--- START ---
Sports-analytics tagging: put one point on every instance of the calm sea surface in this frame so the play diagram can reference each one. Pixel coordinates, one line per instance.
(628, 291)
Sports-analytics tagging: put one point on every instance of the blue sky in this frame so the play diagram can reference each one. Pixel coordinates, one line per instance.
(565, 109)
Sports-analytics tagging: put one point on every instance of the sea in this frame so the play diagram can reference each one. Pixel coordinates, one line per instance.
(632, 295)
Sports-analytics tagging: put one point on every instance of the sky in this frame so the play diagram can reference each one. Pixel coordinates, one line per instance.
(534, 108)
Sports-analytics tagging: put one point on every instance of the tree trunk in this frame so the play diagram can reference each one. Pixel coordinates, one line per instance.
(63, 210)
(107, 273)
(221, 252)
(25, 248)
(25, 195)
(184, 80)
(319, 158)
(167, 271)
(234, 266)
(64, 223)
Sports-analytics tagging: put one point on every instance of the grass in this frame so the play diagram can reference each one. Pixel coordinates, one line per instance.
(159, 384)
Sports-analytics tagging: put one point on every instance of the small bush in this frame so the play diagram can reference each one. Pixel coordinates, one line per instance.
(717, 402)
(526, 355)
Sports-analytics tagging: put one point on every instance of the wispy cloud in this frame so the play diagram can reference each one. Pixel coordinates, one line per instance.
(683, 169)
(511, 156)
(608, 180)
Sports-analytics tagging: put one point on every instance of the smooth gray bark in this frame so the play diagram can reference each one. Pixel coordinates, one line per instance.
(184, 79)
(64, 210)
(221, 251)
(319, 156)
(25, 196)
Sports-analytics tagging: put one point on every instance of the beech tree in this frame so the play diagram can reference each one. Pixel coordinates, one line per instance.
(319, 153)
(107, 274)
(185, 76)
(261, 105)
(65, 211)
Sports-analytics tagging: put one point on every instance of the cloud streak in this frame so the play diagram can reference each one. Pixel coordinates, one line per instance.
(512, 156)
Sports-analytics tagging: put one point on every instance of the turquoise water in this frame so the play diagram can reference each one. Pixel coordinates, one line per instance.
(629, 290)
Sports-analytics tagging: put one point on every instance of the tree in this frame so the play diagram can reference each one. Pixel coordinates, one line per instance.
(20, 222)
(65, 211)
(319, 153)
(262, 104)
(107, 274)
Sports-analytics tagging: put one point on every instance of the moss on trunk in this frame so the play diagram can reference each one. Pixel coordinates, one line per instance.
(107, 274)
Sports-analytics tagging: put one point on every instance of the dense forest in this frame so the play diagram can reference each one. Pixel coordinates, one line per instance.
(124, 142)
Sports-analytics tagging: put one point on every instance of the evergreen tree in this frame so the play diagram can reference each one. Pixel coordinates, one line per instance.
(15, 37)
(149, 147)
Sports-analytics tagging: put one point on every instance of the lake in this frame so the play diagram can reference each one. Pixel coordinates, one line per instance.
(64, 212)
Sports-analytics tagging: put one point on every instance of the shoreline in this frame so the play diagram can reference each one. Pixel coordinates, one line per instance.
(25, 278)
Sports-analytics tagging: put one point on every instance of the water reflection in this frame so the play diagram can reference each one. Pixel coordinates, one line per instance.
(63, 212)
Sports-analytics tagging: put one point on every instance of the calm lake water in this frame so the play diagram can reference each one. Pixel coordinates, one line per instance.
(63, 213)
--- END ---
▸ What is needed:
Reproduce the material above word for word, without any changes.

▸ Exercise solution:
Sports-analytics tagging: put one point on every instance of the calm sea surface in this frame so the play diagram can reference each one. Pixel coordinates, one line per instance.
(628, 291)
Sports-analytics tagging: put one point on every instance of the blue sky in this frame so the play diagram can reference each one. Pixel coordinates, one line per instance.
(565, 109)
Sports-analytics tagging: put one point on every instance of the sea in this frame so the play diagram can reference each one. Pixel coordinates, one line per instance.
(632, 295)
Sports-analytics tagging: put one point on every instance of the sky in this frame so the play diagram can reference each one. Pixel coordinates, one line per instance.
(534, 108)
Sports-analytics tagging: put one point on every instance of the tree trunk in this frame so the play diagram can reference each one. Pixel coordinates, one line per instance.
(63, 210)
(107, 273)
(221, 252)
(25, 248)
(25, 195)
(184, 80)
(319, 158)
(167, 271)
(234, 266)
(64, 223)
Sports-analytics tagging: put one point on every instance of the grass in this frame so the play diagram can reference each one. Pixel coordinates, one line per instance.
(159, 384)
Sports-analytics tagging: put one point on every instance of the small bush in this frame so the play diagram can reference each one. Pixel coordinates, one line per instance.
(717, 402)
(526, 355)
Sports-analytics tagging: put one point on every instance of the wispy cloud in this frame so the play diagram can reference each one. Pixel coordinates, one line per instance.
(683, 169)
(511, 156)
(608, 180)
Sports-analytics tagging: put one point on every instance of the smooth gray bark in this frame so the play diagram can reference each one. Pixel coordinates, one line per instance.
(184, 79)
(64, 210)
(221, 251)
(319, 156)
(25, 196)
Sports-analytics tagging: put one point on every instance of the beech tree in this frame so the play diagram can reference each one. Pixel coordinates, one line per instance.
(319, 153)
(107, 274)
(185, 76)
(261, 105)
(65, 211)
Sports-analytics tagging: put one point on every instance of the cloud streak in this frame so the play diagram can reference each one. Pixel coordinates, one line per instance.
(512, 156)
Sports-analytics tagging: put one point on every instance of the turquoise water in this frame so the play diagram can reference each one. Pixel coordinates, one line per instance.
(629, 290)
Sports-analytics tagging: put one point on every instance of the tree in this frame so the play diagram can reference each one. Pixel coordinates, one line per instance.
(20, 222)
(65, 211)
(319, 153)
(262, 104)
(107, 274)
Sports-analytics tagging: put one point on every instance of the moss on trunk in this frame so the play diagram can reference each one. Pixel coordinates, one line per instance.
(107, 274)
Sports-analytics tagging: put one point on every instance of the dense forest in this frame so the play diagram can reference each one. Pixel coordinates, one line per instance.
(124, 142)
Sports-analytics tagging: put one point on every instance of the evergreen tree in this frame so the play diagram can reference each one. Pixel coordinates, one line per instance.
(15, 37)
(149, 147)
Sports-analytics tagging: put one point on every instance of the lake in this frame so the play diagram can reference each one. Pixel coordinates, one line per instance.
(64, 212)
Sports-analytics tagging: put one point on every instance of the shoreline in this frame so the play diagram can reference each one. Pixel coordinates, one line per instance.
(25, 278)
Sports-analytics tagging: put one point on every instance of the water reflection in this frame so the play diagram can reference each one. Pixel coordinates, one line per instance.
(63, 212)
Sports-analytics tagging: put one point on every instance of the calm lake water in this frame so the play diagram can reference each one. Pixel coordinates, one line per instance.
(63, 213)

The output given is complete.